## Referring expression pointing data
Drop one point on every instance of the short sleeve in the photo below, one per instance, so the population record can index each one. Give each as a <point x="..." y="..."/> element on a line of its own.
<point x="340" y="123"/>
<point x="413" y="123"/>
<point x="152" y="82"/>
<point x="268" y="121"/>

## Work required
The answer should be an exact reproduction of all the entries.

## Written reply
Drop one point on every instance of the short sleeve in the photo below, one per instance, so the population record can index each one. Give each as a <point x="..." y="..."/> element on a line of its own.
<point x="340" y="123"/>
<point x="413" y="123"/>
<point x="152" y="82"/>
<point x="268" y="121"/>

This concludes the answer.